I saw some breathtakingly bad performances, including Todd Ritchie of the Brewers surrendering an almost inconceivable 14 hits and nine runs to the Diamondbacks in two innings of action, even walking two men with the bases loaded—all this while Luis Gonzales, Steve Finley, and Mark Grace took the day off. In a splendid act of disrespect, the D-backs’ David Dellucci, a reserve outfielder, swung on a 3-0 pitch with the bases loaded, singling and driving in two runs. Of course, the grand slam home run that Dellucci had hit the previous inning probably gave him a fair measure of confidence against the Brewers’ shaky starter. (The D-backs then continued to feast off reliever Mike Buddie, winning by a final of 14-2.)

On the other hand, Alex and I saw a lovely pitching battle between two of the best young starters in the NL, Jason Schmidt of the Giants and Jason Jennings of the Rockies. Jennings, last year’s NL rookie of the year, racked up a series of checked-swing strikes on what I take to have been off-speed stuff. But Schmidt out-dueled his fellow Jason with a fastball that, according to a scout wielding a radar gun down the row from me, clocked in at 95 mph. Several deeply-in-the-know Rockies fans solemnly informed me that Jennings had “come to play” this year and might well be the first 20-game-winner in the Rockies’ pitching-deprived history.

Material shown.
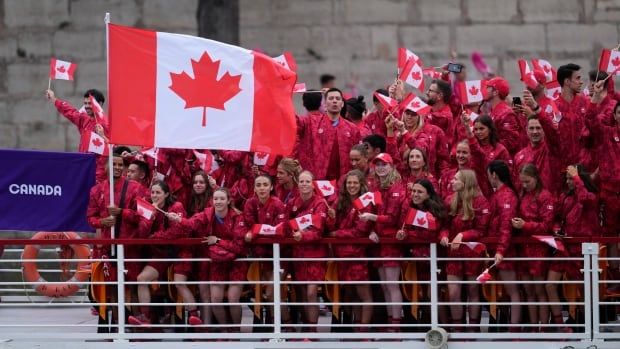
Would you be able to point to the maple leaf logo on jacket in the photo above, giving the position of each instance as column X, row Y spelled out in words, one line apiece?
column 204, row 90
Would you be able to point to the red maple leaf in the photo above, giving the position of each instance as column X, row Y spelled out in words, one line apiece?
column 204, row 90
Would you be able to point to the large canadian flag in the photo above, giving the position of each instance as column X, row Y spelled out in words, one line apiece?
column 472, row 91
column 610, row 61
column 180, row 91
column 62, row 70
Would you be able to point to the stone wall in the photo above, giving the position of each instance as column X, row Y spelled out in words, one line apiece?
column 342, row 37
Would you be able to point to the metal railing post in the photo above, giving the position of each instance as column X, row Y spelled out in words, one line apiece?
column 277, row 297
column 434, row 289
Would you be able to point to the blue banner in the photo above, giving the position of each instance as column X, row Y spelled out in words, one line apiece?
column 45, row 190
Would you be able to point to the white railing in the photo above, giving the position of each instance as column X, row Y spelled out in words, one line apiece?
column 71, row 324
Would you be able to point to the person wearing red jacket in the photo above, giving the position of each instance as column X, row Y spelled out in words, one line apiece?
column 416, row 168
column 220, row 227
column 325, row 140
column 485, row 147
column 438, row 96
column 263, row 208
column 469, row 217
column 509, row 129
column 162, row 226
column 608, row 172
column 388, row 183
column 344, row 223
column 503, row 205
column 86, row 123
column 535, row 217
column 423, row 198
column 578, row 215
column 308, row 203
column 543, row 151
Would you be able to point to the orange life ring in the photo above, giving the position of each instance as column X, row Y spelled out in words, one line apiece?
column 31, row 273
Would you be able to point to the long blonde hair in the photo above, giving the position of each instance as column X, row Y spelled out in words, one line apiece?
column 466, row 196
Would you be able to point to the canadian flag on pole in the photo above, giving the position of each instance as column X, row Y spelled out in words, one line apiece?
column 553, row 89
column 477, row 247
column 268, row 230
column 551, row 241
column 610, row 61
column 207, row 161
column 367, row 199
column 62, row 70
column 303, row 222
column 413, row 73
column 196, row 93
column 415, row 104
column 98, row 145
column 287, row 61
column 262, row 159
column 387, row 102
column 421, row 219
column 472, row 91
column 527, row 76
column 300, row 88
column 327, row 188
column 144, row 208
column 550, row 72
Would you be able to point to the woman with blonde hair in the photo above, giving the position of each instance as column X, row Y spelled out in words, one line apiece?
column 468, row 212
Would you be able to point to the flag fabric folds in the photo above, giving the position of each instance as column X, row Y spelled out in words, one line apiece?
column 45, row 190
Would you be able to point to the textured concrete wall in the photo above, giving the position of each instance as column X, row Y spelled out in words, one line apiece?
column 342, row 37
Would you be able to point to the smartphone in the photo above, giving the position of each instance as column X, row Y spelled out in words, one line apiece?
column 455, row 67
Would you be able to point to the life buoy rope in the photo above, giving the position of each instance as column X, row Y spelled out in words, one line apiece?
column 30, row 273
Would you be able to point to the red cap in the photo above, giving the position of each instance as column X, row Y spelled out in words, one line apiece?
column 501, row 85
column 540, row 76
column 385, row 157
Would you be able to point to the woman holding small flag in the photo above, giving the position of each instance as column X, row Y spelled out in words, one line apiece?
column 422, row 217
column 578, row 215
column 534, row 217
column 469, row 220
column 346, row 225
column 387, row 195
column 503, row 207
column 263, row 216
column 307, row 214
column 163, row 223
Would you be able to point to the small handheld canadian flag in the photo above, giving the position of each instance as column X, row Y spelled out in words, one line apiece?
column 98, row 145
column 421, row 219
column 367, row 199
column 610, row 61
column 300, row 88
column 207, row 161
column 262, row 159
column 415, row 104
column 388, row 103
column 144, row 208
column 551, row 241
column 62, row 70
column 472, row 91
column 268, row 230
column 287, row 61
column 327, row 188
column 303, row 222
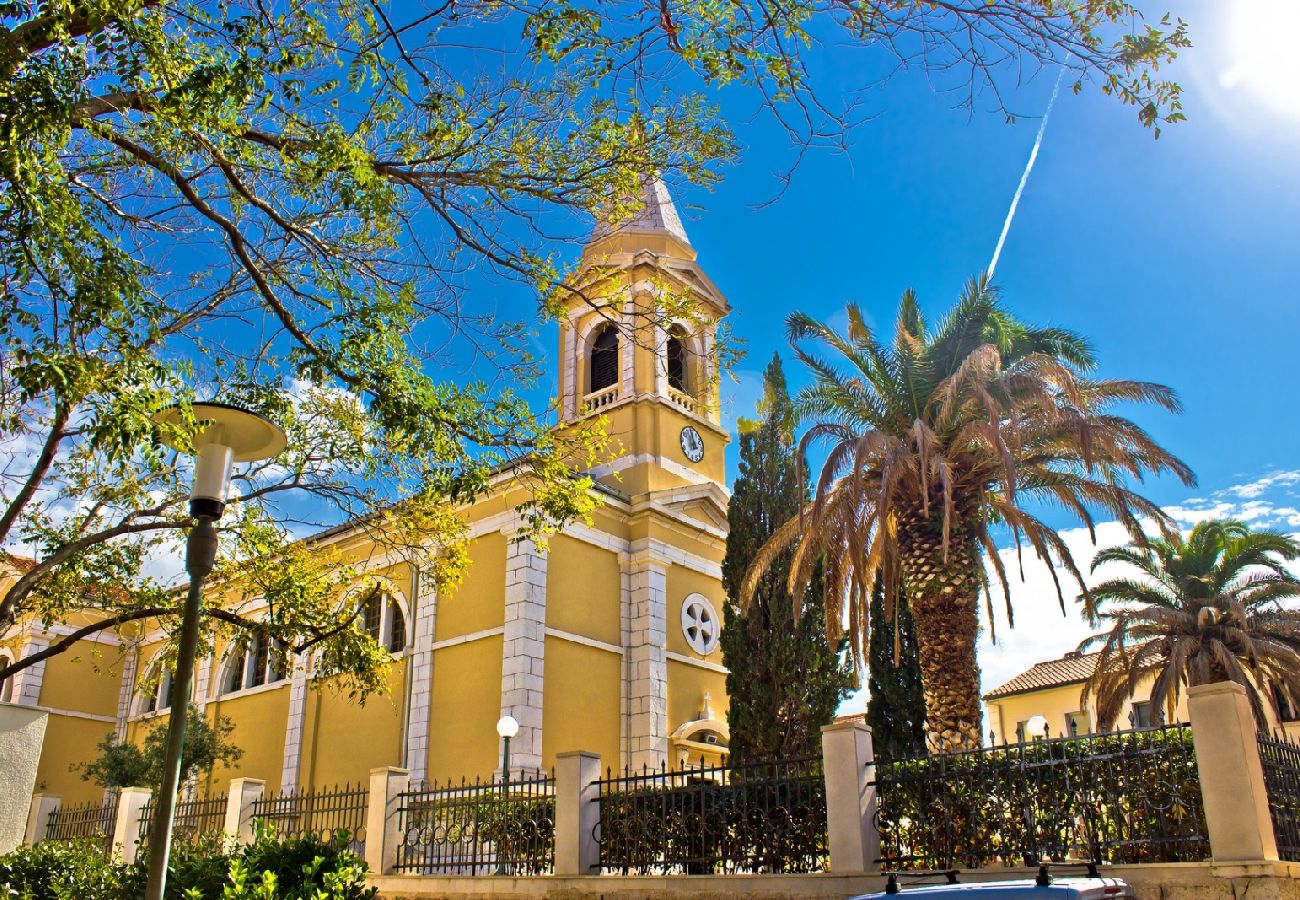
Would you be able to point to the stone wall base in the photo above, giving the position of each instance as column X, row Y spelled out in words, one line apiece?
column 1177, row 881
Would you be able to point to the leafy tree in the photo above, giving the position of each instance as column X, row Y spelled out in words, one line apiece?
column 896, row 709
column 284, row 203
column 784, row 678
column 141, row 765
column 931, row 442
column 1201, row 609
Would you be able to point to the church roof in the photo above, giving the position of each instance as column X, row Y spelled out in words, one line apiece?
column 1071, row 669
column 657, row 215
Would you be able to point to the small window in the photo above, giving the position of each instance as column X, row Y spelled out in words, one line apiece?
column 677, row 360
column 1142, row 715
column 5, row 683
column 605, row 359
column 255, row 666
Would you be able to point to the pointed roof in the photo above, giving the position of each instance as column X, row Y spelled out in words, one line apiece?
column 658, row 215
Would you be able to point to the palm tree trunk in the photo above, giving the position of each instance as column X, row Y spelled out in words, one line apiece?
column 944, row 600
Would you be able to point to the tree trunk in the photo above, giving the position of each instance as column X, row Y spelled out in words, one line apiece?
column 944, row 597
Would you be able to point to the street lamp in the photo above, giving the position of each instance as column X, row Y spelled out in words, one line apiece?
column 228, row 435
column 507, row 727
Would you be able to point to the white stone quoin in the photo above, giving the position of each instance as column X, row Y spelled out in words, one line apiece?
column 524, row 649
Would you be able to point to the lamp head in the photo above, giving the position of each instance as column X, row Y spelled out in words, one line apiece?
column 226, row 435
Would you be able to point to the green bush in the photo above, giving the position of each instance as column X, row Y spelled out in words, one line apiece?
column 268, row 869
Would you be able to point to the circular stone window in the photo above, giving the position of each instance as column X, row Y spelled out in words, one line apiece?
column 700, row 623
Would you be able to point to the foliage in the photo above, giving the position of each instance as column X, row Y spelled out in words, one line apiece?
column 130, row 765
column 284, row 202
column 300, row 869
column 1204, row 608
column 784, row 678
column 1117, row 797
column 896, row 705
column 759, row 817
column 931, row 442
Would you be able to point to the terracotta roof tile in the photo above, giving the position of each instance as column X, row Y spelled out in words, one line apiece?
column 1070, row 669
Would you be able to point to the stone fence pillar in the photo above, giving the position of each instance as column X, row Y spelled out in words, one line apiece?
column 243, row 794
column 850, row 797
column 38, row 820
column 126, row 826
column 1227, row 758
column 577, row 813
column 382, row 835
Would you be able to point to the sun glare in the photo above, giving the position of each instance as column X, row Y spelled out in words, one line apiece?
column 1265, row 52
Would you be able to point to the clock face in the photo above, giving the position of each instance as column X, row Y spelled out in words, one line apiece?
column 692, row 444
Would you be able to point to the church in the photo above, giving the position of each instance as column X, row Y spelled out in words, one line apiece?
column 606, row 640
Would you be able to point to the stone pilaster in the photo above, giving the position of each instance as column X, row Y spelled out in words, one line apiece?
column 648, row 639
column 294, row 722
column 126, row 692
column 26, row 684
column 524, row 648
column 424, row 609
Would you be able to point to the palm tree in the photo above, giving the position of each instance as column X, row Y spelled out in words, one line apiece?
column 935, row 441
column 1204, row 609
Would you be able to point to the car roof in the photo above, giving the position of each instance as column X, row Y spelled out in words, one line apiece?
column 1060, row 888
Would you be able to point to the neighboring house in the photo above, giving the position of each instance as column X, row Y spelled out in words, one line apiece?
column 1054, row 691
column 606, row 643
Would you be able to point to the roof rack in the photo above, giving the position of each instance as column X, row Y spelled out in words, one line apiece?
column 1044, row 875
column 892, row 877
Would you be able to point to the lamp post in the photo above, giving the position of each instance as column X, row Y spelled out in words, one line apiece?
column 228, row 435
column 507, row 727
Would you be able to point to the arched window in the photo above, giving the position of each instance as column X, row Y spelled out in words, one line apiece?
column 258, row 665
column 5, row 683
column 381, row 618
column 677, row 377
column 605, row 359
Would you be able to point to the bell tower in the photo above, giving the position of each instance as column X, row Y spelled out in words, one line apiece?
column 637, row 345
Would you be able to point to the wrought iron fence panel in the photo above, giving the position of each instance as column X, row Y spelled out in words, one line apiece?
column 90, row 820
column 479, row 827
column 323, row 813
column 194, row 820
column 758, row 817
column 1281, row 760
column 1130, row 796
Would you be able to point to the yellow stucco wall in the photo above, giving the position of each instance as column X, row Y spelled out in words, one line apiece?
column 479, row 601
column 464, row 708
column 85, row 679
column 69, row 740
column 583, row 589
column 259, row 718
column 345, row 740
column 580, row 708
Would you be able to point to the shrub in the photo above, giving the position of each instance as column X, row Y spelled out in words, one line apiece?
column 298, row 869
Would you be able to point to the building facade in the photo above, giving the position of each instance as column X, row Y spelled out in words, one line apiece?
column 603, row 640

Set exercise 1.
In the baseball text, what speed did the scout's radar gun record for Jason Schmidt's fastball?
Set exercise 2.
Using the baseball text, explain what probably gave David Dellucci confidence when he swung on a 3-0 pitch with the bases loaded.
The entries are separate material and have no connection to the baseball text.

Answer 1.
95 mph.

Answer 2.
In the previous inning, Dellucci had hit a grand slam home run off the Brewers' shaky starter, Todd Ritchie. That probably gave him a fair measure of confidence against the same pitcher.